AIM OF THE EXERCISE: Every line of the material below must be repeated exactly.

MATERIAL SHOWN:

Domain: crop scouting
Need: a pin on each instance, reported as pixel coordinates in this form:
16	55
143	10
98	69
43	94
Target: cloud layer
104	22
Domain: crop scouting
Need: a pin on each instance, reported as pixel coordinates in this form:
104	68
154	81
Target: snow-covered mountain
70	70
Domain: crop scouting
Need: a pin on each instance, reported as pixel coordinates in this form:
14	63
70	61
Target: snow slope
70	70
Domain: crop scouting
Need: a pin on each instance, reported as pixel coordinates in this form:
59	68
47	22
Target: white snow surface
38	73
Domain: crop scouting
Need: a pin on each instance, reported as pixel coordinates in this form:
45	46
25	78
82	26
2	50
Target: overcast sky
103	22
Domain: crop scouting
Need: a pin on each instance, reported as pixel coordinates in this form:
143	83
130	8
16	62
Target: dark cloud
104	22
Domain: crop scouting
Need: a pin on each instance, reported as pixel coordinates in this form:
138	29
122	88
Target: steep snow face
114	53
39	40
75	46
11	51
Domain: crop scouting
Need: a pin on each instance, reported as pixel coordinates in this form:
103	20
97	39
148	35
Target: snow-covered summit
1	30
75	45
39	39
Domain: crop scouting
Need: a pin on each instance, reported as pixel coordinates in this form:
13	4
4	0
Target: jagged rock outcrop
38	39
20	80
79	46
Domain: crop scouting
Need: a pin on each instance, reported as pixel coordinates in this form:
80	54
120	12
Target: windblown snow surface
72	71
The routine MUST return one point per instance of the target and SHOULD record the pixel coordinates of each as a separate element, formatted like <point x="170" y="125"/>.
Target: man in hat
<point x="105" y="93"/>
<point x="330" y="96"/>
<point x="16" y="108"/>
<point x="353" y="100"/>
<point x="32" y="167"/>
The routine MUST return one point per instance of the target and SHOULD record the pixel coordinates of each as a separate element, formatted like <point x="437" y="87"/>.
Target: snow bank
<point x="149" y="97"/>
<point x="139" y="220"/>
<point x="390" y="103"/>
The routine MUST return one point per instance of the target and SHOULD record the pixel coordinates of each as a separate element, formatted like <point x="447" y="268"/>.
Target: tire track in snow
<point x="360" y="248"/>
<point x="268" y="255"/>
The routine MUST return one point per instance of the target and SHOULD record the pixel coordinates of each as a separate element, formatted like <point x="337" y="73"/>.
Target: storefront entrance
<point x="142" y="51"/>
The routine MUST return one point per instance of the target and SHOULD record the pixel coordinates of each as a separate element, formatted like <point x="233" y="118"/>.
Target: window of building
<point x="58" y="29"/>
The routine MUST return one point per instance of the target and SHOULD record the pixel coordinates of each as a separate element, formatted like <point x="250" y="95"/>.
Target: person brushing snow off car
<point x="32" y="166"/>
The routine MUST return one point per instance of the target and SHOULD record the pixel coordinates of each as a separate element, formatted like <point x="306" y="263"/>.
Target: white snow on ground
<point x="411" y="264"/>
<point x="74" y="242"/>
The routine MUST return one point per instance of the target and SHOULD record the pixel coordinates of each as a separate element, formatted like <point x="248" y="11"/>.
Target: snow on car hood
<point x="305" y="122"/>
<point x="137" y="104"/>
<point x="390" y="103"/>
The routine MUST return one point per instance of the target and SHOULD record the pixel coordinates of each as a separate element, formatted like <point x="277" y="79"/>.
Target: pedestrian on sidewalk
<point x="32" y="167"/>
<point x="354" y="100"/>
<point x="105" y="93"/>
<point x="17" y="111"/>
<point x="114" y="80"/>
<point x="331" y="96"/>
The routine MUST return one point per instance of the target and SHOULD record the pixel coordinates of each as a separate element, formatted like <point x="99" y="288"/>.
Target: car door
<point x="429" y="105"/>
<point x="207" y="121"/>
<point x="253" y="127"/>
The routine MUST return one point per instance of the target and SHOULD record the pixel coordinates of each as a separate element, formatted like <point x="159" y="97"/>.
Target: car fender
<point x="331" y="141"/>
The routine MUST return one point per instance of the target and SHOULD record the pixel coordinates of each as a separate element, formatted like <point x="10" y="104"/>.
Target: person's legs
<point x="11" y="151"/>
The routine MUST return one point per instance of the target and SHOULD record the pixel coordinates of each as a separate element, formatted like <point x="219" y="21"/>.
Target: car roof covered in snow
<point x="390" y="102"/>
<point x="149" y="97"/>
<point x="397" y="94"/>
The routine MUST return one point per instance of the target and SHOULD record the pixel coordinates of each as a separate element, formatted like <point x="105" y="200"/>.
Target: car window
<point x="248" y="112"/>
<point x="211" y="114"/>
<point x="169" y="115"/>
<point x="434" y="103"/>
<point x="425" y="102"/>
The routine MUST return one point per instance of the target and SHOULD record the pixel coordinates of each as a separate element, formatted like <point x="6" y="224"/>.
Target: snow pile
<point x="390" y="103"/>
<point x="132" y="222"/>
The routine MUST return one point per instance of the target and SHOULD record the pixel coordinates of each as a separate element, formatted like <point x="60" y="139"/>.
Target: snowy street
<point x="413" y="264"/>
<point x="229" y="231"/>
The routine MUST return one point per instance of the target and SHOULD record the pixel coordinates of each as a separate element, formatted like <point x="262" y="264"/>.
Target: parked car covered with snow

TASK SOLUTION:
Domain: crop scouting
Need: a pin on each instance, reported as pixel coordinates in this form:
16	55
143	10
98	69
43	94
Target: cloud layer
104	22
Domain: crop scouting
Need: a pin on each instance, reported as pixel coordinates in this form:
104	68
154	81
Target: snow-covered mountain
70	70
Domain: crop scouting
Need: a pin on each instance, reported as pixel coordinates in this form:
14	63
70	61
Target: snow slope
70	70
Domain: crop scouting
Need: a pin on each instance, reported as pixel coordinates in this form:
59	68
47	22
Target: white snow surface
38	73
Domain: crop scouting
Need: a pin on each instance, reported as pixel coordinates in this form:
45	46
25	78
82	26
2	50
Target: overcast sky
103	22
Domain: crop scouting
Need: a pin on each instance, reported as pixel coordinates in this form:
143	83
130	8
16	62
Target: dark cloud
104	22
Domain: crop scouting
Need: a pin on each instance, reported as pixel coordinates in this form:
138	29
122	88
Target: steep snow face
114	53
39	40
75	46
11	51
Domain: crop scouting
Need: a pin on each instance, reported as pixel coordinates in this form:
103	20
97	39
148	35
Target: snow-covered summit
1	30
75	45
39	39
Domain: crop scouting
Need: a pin on each instance, reported as pixel coordinates in this form:
13	4
4	0
Target: jagged rock outcrop
38	39
20	80
79	46
Domain: crop scouting
Need: a pin on each instance, reported as pixel coordinates in this form:
80	54
120	12
Target: windblown snow surface
72	71
The routine MUST return one point per instance of the target and SHOULD record the pixel coordinates of each as a separate element, formatted like <point x="170" y="125"/>.
Target: man in hat
<point x="105" y="93"/>
<point x="330" y="96"/>
<point x="16" y="108"/>
<point x="353" y="100"/>
<point x="32" y="167"/>
The routine MUST return one point per instance of the target and SHOULD record the pixel coordinates of each as a separate element, formatted like <point x="437" y="87"/>.
Target: snow bank
<point x="149" y="97"/>
<point x="139" y="220"/>
<point x="390" y="103"/>
The routine MUST return one point per instance of the target and SHOULD record the pixel coordinates of each as a separate element, formatted like <point x="447" y="268"/>.
Target: tire track in snow
<point x="360" y="248"/>
<point x="268" y="255"/>
The routine MUST return one point per instance of the target and SHOULD record the pixel coordinates of each as a separate element, formatted like <point x="337" y="73"/>.
Target: storefront entrance
<point x="142" y="51"/>
The routine MUST return one point per instance of the target and SHOULD record the pixel coordinates of each as a separate element, formatted like <point x="233" y="118"/>.
Target: window of building
<point x="58" y="29"/>
The routine MUST return one point per instance of the target and SHOULD record the pixel coordinates of each as a separate element, formatted like <point x="250" y="95"/>.
Target: person brushing snow off car
<point x="32" y="166"/>
The routine MUST return one point per instance of the target and SHOULD record the pixel coordinates of each as a separate element, formatted like <point x="306" y="263"/>.
Target: white snow on ground
<point x="411" y="264"/>
<point x="74" y="242"/>
The routine MUST return one point per instance of the target and SHOULD record the pixel coordinates of each as a separate element, formatted like <point x="248" y="11"/>.
Target: snow on car hood
<point x="305" y="122"/>
<point x="137" y="104"/>
<point x="390" y="103"/>
The routine MUST return one point per instance of the target and SHOULD record the pixel coordinates of each as a separate element, formatted like <point x="277" y="79"/>.
Target: pedestrian on sidewalk
<point x="32" y="167"/>
<point x="354" y="100"/>
<point x="105" y="93"/>
<point x="17" y="111"/>
<point x="114" y="80"/>
<point x="331" y="96"/>
The routine MUST return one point per instance of the target and SHOULD record the pixel coordinates of each as a separate element, formatted like <point x="99" y="288"/>.
Target: car door
<point x="429" y="105"/>
<point x="207" y="121"/>
<point x="253" y="127"/>
The routine MUST return one point per instance of the target and SHOULD record the pixel coordinates of each as a separate element, formatted like <point x="159" y="97"/>.
Target: car fender
<point x="331" y="141"/>
The routine MUST return one point per instance of the target and SHOULD record the pixel coordinates of each as a separate element, formatted like <point x="10" y="104"/>.
Target: person's legs
<point x="11" y="151"/>
The routine MUST return one point per instance of the target and SHOULD record the pixel coordinates of each as a separate element, formatted like <point x="219" y="21"/>.
Target: car roof covered in snow
<point x="390" y="102"/>
<point x="149" y="97"/>
<point x="397" y="94"/>
The routine MUST return one point per instance of the target and SHOULD record the pixel coordinates of each as a separate element, formatted like <point x="105" y="200"/>.
Target: car window
<point x="248" y="112"/>
<point x="211" y="114"/>
<point x="169" y="115"/>
<point x="434" y="103"/>
<point x="425" y="102"/>
The routine MUST return one point per instance of the target and SHOULD record the pixel coordinates of each as a separate element, formatted like <point x="6" y="224"/>.
Target: snow pile
<point x="390" y="103"/>
<point x="132" y="222"/>
The routine MUST return one point per instance of the target and SHOULD record the pixel coordinates of each as a separate element, formatted like <point x="60" y="139"/>.
Target: snowy street
<point x="413" y="264"/>
<point x="229" y="231"/>
The routine MUST return one point per instance of the target and SHOULD record the pixel coordinates of each as a separate element, formatted like <point x="262" y="264"/>.
Target: parked car covered with snow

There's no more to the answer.